• _Aim_
Please rewrite the listing starting at the line containing "If you could segment every instance of the orange" and ending at the line containing "243 100 L 240", with "orange background" changed to "orange backdrop" and nothing else altered.

(Saved data entries)
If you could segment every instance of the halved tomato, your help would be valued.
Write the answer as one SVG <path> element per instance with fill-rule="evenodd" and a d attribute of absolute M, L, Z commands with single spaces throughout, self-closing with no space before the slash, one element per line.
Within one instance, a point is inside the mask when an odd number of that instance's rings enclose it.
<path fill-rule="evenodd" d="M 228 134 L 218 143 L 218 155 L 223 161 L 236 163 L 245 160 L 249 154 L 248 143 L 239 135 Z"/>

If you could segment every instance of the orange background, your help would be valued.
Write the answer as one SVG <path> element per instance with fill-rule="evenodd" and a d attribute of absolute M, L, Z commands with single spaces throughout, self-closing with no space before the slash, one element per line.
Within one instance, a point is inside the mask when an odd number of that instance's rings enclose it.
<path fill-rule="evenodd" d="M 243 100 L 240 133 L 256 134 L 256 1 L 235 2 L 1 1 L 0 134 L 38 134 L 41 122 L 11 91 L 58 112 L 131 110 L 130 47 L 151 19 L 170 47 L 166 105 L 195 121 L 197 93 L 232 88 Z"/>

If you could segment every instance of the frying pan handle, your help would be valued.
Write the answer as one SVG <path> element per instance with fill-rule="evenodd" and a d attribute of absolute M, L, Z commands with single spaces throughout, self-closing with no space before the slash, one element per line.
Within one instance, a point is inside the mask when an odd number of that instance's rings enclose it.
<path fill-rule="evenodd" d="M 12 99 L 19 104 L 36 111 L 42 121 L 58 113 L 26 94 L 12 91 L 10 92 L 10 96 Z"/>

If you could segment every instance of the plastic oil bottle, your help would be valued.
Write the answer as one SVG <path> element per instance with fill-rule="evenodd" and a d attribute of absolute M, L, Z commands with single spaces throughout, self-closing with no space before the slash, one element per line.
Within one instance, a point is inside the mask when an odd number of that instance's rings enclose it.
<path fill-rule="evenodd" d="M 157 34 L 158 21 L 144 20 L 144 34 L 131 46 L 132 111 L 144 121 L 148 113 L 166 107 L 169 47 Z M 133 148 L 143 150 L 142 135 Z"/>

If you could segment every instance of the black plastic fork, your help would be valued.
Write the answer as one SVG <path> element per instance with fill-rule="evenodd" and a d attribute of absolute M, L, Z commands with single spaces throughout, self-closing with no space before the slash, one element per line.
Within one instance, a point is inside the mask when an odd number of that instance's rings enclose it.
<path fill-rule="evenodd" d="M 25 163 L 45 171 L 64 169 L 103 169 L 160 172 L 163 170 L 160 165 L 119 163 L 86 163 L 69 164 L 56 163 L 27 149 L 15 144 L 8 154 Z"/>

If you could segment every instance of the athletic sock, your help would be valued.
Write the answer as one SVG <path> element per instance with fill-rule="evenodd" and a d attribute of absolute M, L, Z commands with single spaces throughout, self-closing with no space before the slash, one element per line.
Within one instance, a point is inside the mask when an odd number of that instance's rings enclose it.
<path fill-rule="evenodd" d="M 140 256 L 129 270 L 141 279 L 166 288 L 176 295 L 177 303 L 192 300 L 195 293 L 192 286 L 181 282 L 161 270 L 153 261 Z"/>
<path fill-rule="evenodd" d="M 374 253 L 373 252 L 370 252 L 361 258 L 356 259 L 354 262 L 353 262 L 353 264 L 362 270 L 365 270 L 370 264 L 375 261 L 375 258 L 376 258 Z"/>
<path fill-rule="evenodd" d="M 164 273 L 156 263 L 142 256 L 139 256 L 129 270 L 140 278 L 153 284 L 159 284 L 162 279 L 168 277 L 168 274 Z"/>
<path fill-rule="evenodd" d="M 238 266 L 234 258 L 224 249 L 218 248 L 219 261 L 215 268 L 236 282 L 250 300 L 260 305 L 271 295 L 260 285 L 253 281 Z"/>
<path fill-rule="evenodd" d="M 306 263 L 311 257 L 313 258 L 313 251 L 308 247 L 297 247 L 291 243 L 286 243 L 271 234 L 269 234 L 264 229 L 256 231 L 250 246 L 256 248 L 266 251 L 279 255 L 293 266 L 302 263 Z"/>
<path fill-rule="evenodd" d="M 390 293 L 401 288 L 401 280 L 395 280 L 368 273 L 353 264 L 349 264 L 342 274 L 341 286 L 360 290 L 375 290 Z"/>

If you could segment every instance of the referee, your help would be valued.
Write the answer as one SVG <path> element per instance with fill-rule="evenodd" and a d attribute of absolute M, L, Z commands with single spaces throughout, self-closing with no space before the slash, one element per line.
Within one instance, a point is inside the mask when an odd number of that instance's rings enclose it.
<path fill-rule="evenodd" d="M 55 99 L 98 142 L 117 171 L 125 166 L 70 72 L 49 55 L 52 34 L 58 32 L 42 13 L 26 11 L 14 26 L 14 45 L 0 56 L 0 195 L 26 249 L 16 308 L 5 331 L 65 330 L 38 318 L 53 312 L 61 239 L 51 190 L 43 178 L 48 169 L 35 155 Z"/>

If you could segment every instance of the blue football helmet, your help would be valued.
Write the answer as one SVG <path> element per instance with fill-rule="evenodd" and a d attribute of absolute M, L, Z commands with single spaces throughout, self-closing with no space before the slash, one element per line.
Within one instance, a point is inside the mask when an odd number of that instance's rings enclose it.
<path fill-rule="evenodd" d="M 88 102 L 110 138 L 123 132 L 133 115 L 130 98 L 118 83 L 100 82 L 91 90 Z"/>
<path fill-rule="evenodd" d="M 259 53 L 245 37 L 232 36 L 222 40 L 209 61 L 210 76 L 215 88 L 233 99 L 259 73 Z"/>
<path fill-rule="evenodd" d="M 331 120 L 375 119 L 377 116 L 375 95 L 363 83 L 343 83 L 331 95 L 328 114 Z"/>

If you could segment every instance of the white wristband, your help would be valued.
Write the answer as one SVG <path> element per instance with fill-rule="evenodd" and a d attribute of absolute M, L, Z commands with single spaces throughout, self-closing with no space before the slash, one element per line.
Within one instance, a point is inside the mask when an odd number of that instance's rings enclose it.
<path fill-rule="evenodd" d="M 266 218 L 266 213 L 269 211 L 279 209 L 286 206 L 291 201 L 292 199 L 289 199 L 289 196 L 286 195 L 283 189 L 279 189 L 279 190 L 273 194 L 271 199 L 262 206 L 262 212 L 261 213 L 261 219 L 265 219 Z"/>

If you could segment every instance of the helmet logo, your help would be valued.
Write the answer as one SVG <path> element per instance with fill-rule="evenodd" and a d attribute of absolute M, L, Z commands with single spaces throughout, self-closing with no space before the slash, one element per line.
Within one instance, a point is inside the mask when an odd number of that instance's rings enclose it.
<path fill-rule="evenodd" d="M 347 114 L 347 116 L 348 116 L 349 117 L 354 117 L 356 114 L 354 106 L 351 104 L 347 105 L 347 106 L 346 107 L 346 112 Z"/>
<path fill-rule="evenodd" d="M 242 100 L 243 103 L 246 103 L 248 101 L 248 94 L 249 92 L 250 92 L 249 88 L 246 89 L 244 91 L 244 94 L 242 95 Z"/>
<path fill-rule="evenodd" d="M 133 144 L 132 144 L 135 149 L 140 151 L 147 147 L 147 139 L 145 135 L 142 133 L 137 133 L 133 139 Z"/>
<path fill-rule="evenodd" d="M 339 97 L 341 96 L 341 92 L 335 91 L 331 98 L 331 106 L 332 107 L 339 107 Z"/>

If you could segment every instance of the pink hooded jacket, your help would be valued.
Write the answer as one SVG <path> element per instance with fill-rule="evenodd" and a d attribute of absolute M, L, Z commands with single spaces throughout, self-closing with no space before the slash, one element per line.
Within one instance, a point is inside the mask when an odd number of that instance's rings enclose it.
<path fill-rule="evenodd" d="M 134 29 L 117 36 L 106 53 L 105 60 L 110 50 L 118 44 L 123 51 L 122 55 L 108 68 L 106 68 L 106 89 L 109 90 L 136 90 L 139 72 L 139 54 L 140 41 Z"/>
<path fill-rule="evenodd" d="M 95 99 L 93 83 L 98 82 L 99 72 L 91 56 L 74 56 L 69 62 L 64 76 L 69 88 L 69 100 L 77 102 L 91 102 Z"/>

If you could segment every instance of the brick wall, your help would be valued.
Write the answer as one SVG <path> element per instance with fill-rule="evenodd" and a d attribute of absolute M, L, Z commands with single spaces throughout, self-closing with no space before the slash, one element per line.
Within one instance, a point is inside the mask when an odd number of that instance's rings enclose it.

• _Response_
If you could segment every instance of the orange backdrop, your help would be valued.
Write the answer as one SVG <path> element per instance with fill-rule="evenodd" and a d attribute of absolute M, L, Z commands with single spaces throughout, self-closing with no space before the slash, one element per line.
Within one instance, a point is inside the mask when an odd number of that instance's rings enclose it.
<path fill-rule="evenodd" d="M 243 100 L 240 133 L 256 134 L 256 1 L 235 2 L 1 1 L 0 134 L 38 134 L 41 122 L 11 91 L 58 112 L 131 110 L 130 47 L 151 19 L 170 47 L 166 105 L 195 121 L 197 93 L 232 88 Z"/>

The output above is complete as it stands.